++++ TEXT SHOWN
2022-02-27 Thread Chris Angelico
On Mon, 28 Feb 2022 at 03:24, MRAB  wrote:
>
> On 2022-02-27 08:51, Barry Scott wrote:
> >
> >
> >> On 22 Feb 2022, at 09:30, Chris Angelico  wrote:
> >>
> >> On Tue, 22 Feb 2022 at 20:24, Frank Millman  >> > wrote:
> >>>
> >>> Hi all
> >>>
> >>> I think this should be a simple one-liner, but I cannot figure it out.
> >>>
> >>> I have a dictionary with a number of keys, where each value is a single
> >>> list -
> >>>
> >> d = {1: ['aaa', 'bbb', 'ccc'], 2: ['fff', 'ggg']}
> >>>
> >>> I want to combine all values into a single list -
> >>>
> >> ans = ['aaa', 'bbb', 'ccc', 'fff', 'ggg']
> >>>
> >>> I can do this -
> >>>
> >> a = []
> >> for v in d.values():
> >>> ...   a.extend(v)
> >>> ...
> >> a
> >>> ['aaa', 'bbb', 'ccc', 'fff', 'ggg']
> >>>
> >>> I can also do this -
> >>>
> >> from itertools import chain
> >> a = list(chain(*d.values()))
++++++++
§ GIVEN TASK A: Please reproduce word for word the stretch of the thread on merging dictionary values from "2022-02-27 Thread Chris" through "figure it out.".
++++ DATASET EXTRACT
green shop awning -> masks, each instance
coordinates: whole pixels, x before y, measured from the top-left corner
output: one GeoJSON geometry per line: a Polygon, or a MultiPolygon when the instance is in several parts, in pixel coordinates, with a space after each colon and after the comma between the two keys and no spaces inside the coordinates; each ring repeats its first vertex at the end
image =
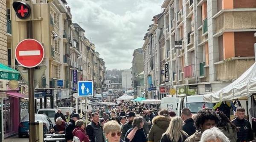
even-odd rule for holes
{"type": "Polygon", "coordinates": [[[20,72],[0,63],[0,79],[8,80],[20,80],[20,72]]]}

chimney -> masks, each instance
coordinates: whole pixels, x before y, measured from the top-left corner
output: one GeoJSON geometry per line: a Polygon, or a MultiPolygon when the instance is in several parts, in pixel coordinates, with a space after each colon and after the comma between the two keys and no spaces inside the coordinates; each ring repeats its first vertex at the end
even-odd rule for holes
{"type": "Polygon", "coordinates": [[[67,11],[69,11],[70,13],[71,13],[70,12],[70,8],[69,7],[69,6],[67,6],[66,8],[67,8],[67,11]]]}

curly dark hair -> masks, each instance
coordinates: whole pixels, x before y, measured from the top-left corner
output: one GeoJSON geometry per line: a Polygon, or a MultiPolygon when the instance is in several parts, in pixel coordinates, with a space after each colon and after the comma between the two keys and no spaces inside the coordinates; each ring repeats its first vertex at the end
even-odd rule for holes
{"type": "Polygon", "coordinates": [[[220,119],[216,112],[211,109],[203,109],[199,111],[195,118],[195,126],[198,130],[201,130],[200,125],[203,125],[208,120],[213,120],[218,124],[220,119]]]}
{"type": "Polygon", "coordinates": [[[218,127],[221,127],[225,131],[227,131],[229,133],[229,129],[228,128],[231,126],[233,130],[233,132],[234,131],[236,132],[238,131],[238,128],[227,117],[223,112],[219,111],[216,112],[216,114],[220,117],[220,121],[217,125],[218,127]]]}

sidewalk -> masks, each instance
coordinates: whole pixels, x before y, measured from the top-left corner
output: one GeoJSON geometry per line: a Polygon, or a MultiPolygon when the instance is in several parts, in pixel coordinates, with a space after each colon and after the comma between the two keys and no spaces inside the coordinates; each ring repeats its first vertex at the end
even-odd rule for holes
{"type": "Polygon", "coordinates": [[[28,137],[24,137],[23,138],[19,138],[18,135],[15,136],[13,137],[5,139],[3,142],[29,142],[29,139],[28,137]]]}

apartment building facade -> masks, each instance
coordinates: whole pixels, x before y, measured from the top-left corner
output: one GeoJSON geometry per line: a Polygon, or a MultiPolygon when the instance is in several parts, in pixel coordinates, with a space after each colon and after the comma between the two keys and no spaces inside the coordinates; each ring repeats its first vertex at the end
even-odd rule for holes
{"type": "MultiPolygon", "coordinates": [[[[137,48],[134,50],[133,54],[132,63],[132,87],[134,89],[134,95],[137,95],[137,86],[143,85],[140,84],[140,79],[138,75],[144,70],[143,49],[137,48]]],[[[139,93],[140,92],[139,91],[139,93]]]]}
{"type": "Polygon", "coordinates": [[[153,92],[161,98],[170,88],[177,95],[203,94],[238,78],[254,62],[256,5],[252,0],[165,0],[163,27],[159,17],[143,46],[145,87],[157,87],[148,91],[151,97],[153,92]],[[154,50],[154,44],[159,44],[154,50]],[[153,57],[158,52],[157,61],[153,57]]]}

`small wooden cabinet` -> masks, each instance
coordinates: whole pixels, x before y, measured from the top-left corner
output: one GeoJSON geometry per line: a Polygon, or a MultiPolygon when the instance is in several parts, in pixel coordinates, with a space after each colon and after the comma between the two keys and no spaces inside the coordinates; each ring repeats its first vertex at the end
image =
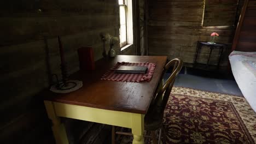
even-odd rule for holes
{"type": "MultiPolygon", "coordinates": [[[[217,69],[219,69],[219,64],[220,62],[220,60],[222,59],[222,53],[223,52],[223,49],[225,47],[226,47],[226,45],[227,45],[225,44],[215,43],[214,44],[211,44],[206,41],[198,41],[197,46],[196,46],[197,50],[196,50],[195,61],[194,62],[193,68],[195,68],[198,64],[203,64],[197,63],[198,55],[200,52],[201,50],[202,49],[202,47],[208,47],[210,49],[210,52],[209,53],[209,56],[208,57],[207,63],[206,65],[206,69],[208,69],[208,67],[209,66],[209,62],[211,59],[211,55],[212,55],[212,50],[215,49],[219,49],[219,59],[218,61],[218,65],[217,65],[217,69]],[[203,46],[205,46],[203,47],[203,46]]],[[[216,65],[214,65],[214,66],[216,66],[216,65]]]]}

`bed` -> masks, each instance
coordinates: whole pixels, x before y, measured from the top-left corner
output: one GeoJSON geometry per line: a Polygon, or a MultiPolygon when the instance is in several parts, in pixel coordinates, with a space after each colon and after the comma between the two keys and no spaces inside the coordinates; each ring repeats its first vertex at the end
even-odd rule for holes
{"type": "Polygon", "coordinates": [[[229,58],[236,83],[256,112],[256,52],[233,51],[229,58]]]}

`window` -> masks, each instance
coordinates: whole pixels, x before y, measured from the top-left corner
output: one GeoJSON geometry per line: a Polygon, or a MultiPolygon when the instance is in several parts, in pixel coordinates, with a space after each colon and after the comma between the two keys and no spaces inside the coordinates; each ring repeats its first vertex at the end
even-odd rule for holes
{"type": "Polygon", "coordinates": [[[124,0],[119,0],[120,14],[120,47],[127,45],[126,5],[124,0]]]}
{"type": "Polygon", "coordinates": [[[238,0],[205,0],[203,26],[234,26],[238,0]]]}
{"type": "Polygon", "coordinates": [[[132,1],[118,0],[120,15],[120,47],[133,43],[132,1]]]}

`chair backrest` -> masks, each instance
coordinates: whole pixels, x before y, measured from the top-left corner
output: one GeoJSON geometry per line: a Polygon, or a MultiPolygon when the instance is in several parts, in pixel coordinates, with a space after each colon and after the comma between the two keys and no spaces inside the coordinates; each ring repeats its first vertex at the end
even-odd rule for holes
{"type": "Polygon", "coordinates": [[[170,69],[172,65],[173,66],[171,76],[168,78],[165,83],[164,85],[161,85],[162,83],[161,82],[159,82],[157,89],[158,91],[157,91],[154,100],[155,104],[158,104],[158,106],[161,107],[161,112],[162,112],[162,113],[164,113],[164,110],[168,102],[175,79],[182,69],[183,65],[183,62],[182,60],[178,58],[174,58],[170,61],[165,65],[162,70],[161,80],[162,80],[166,71],[170,69]],[[160,101],[160,103],[159,103],[160,101]]]}

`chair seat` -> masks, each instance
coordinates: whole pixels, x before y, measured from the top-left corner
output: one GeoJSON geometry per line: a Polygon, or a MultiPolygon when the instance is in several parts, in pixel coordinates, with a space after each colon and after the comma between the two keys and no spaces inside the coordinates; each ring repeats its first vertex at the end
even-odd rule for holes
{"type": "Polygon", "coordinates": [[[162,125],[164,113],[161,112],[161,107],[156,107],[145,116],[144,127],[146,130],[155,130],[162,125]]]}

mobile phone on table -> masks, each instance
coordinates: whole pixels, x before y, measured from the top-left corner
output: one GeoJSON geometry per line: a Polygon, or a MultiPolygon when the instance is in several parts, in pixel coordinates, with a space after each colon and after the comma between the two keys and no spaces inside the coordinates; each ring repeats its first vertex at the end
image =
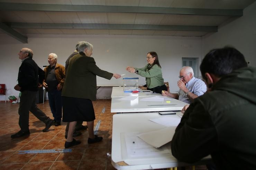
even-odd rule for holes
{"type": "Polygon", "coordinates": [[[158,112],[158,114],[160,115],[167,115],[168,114],[175,114],[176,113],[172,111],[168,111],[167,112],[158,112]]]}

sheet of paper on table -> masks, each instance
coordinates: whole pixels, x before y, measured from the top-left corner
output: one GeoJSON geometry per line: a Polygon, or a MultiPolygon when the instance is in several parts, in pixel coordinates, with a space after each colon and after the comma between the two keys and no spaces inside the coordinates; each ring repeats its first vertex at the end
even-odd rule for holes
{"type": "Polygon", "coordinates": [[[126,133],[123,134],[125,140],[127,156],[129,158],[161,157],[165,154],[171,154],[171,146],[164,146],[155,148],[148,144],[137,135],[140,132],[126,133]]]}
{"type": "Polygon", "coordinates": [[[120,100],[128,100],[129,101],[131,101],[134,100],[135,99],[137,99],[138,97],[137,96],[127,96],[122,98],[120,99],[119,99],[120,100]]]}
{"type": "Polygon", "coordinates": [[[150,119],[149,120],[167,127],[177,127],[181,122],[181,118],[176,114],[165,115],[162,116],[159,118],[150,119]]]}
{"type": "Polygon", "coordinates": [[[170,126],[160,130],[141,133],[137,136],[147,143],[157,148],[172,140],[176,128],[175,126],[170,126]]]}

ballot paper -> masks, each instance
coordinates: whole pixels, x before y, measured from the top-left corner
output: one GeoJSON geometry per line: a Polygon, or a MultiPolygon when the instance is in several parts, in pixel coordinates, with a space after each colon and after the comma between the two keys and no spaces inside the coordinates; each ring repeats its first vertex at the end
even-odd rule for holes
{"type": "Polygon", "coordinates": [[[176,128],[176,126],[170,126],[160,130],[141,133],[137,136],[158,148],[172,140],[176,128]]]}
{"type": "Polygon", "coordinates": [[[152,97],[143,98],[140,100],[141,101],[163,101],[164,99],[160,96],[154,96],[152,97]]]}

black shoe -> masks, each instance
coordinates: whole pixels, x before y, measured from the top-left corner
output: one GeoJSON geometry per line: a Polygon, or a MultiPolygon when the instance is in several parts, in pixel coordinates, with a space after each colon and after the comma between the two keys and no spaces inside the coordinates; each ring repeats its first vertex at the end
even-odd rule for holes
{"type": "Polygon", "coordinates": [[[76,141],[75,139],[73,138],[73,141],[72,142],[67,142],[66,141],[65,142],[65,148],[67,148],[75,145],[79,144],[81,143],[81,142],[80,141],[76,141]]]}
{"type": "Polygon", "coordinates": [[[95,135],[94,136],[95,136],[95,138],[94,139],[91,139],[90,138],[88,138],[88,143],[89,144],[100,142],[103,139],[103,138],[102,137],[98,137],[97,135],[95,135]]]}
{"type": "Polygon", "coordinates": [[[46,132],[50,129],[52,125],[54,123],[54,121],[52,119],[50,119],[50,121],[45,124],[45,128],[43,130],[43,132],[46,132]]]}
{"type": "Polygon", "coordinates": [[[54,126],[58,126],[61,125],[61,122],[55,122],[54,123],[54,126]]]}
{"type": "Polygon", "coordinates": [[[21,132],[21,130],[20,130],[16,133],[11,135],[11,138],[17,138],[26,135],[29,135],[30,134],[30,132],[29,130],[25,132],[21,132]]]}
{"type": "MultiPolygon", "coordinates": [[[[81,133],[80,132],[77,132],[76,131],[75,131],[74,132],[74,133],[73,133],[73,138],[74,137],[76,137],[77,136],[79,136],[82,134],[82,133],[81,133]]],[[[65,138],[67,139],[67,135],[65,135],[65,138]]]]}
{"type": "Polygon", "coordinates": [[[75,130],[76,130],[76,131],[79,131],[81,130],[85,130],[85,129],[88,129],[88,126],[84,126],[82,125],[81,128],[76,129],[75,130]]]}

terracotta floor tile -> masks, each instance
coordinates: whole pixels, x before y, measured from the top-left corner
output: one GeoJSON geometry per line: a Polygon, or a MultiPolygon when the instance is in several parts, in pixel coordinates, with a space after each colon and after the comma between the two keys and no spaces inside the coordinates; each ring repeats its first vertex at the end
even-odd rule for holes
{"type": "Polygon", "coordinates": [[[2,163],[27,163],[36,154],[34,153],[19,154],[19,152],[16,152],[6,159],[2,163]]]}
{"type": "Polygon", "coordinates": [[[29,162],[54,161],[56,160],[60,153],[38,153],[31,159],[29,162]]]}
{"type": "Polygon", "coordinates": [[[78,168],[83,170],[104,170],[106,168],[106,159],[82,160],[78,168]]]}
{"type": "Polygon", "coordinates": [[[0,163],[2,162],[8,157],[12,154],[15,151],[0,152],[0,163]]]}
{"type": "Polygon", "coordinates": [[[55,135],[52,140],[66,140],[65,138],[65,133],[60,132],[55,135]]]}
{"type": "Polygon", "coordinates": [[[55,133],[40,133],[33,139],[32,141],[51,140],[56,135],[55,133]]]}
{"type": "Polygon", "coordinates": [[[24,167],[26,163],[10,163],[0,165],[1,170],[19,170],[24,167]]]}
{"type": "MultiPolygon", "coordinates": [[[[80,161],[56,161],[49,169],[51,170],[76,170],[80,163],[80,161]]],[[[92,170],[93,169],[91,169],[92,170]]]]}
{"type": "Polygon", "coordinates": [[[72,149],[70,152],[61,153],[57,161],[81,160],[85,149],[72,149]]]}
{"type": "Polygon", "coordinates": [[[64,140],[52,140],[51,141],[43,148],[43,149],[64,149],[64,145],[65,143],[64,140]]]}
{"type": "Polygon", "coordinates": [[[31,134],[27,136],[23,136],[18,138],[12,139],[12,141],[31,141],[33,139],[37,137],[39,134],[38,133],[31,134]]]}
{"type": "Polygon", "coordinates": [[[87,148],[82,160],[107,159],[108,148],[87,148]]]}
{"type": "Polygon", "coordinates": [[[19,150],[26,150],[42,149],[48,142],[48,141],[30,141],[24,147],[20,148],[19,150]]]}
{"type": "Polygon", "coordinates": [[[108,159],[107,161],[106,170],[116,170],[116,169],[114,168],[111,164],[111,159],[108,159]]]}
{"type": "Polygon", "coordinates": [[[108,139],[103,138],[102,141],[99,142],[88,144],[88,148],[107,148],[108,146],[109,140],[108,139]]]}
{"type": "Polygon", "coordinates": [[[0,146],[1,151],[16,151],[26,145],[28,142],[19,141],[10,142],[2,143],[0,146]]]}
{"type": "Polygon", "coordinates": [[[28,163],[22,168],[22,170],[47,170],[53,164],[53,162],[33,162],[28,163]]]}

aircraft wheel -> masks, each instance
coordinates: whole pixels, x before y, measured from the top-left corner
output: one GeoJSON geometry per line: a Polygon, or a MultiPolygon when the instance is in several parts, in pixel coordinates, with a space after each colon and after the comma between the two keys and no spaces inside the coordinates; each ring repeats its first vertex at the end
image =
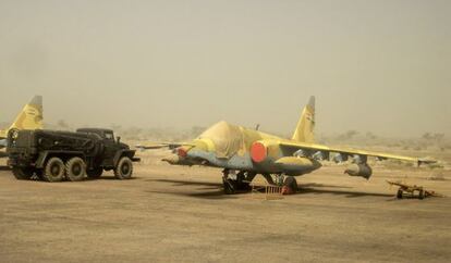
++++++++
§ GIVEN TASK B: In how many lines of the records does the string "chair" occur? Reply with the number alone.

§ TASK SOLUTION A:
2022-02-27 Thread Chris Angelico
On Mon, 28 Feb 2022 at 03:24, MRAB  wrote:
>
> On 2022-02-27 08:51, Barry Scott wrote:
> >
> >
> >> On 22 Feb 2022, at 09:30, Chris Angelico  wrote:
> >>
> >> On Tue, 22 Feb 2022 at 20:24, Frank Millman  >> > wrote:
> >>>
> >>> Hi all
> >>>
> >>> I think this should be a simple one-liner, but I cannot figure it out.

§ TASK SOLUTION B: 2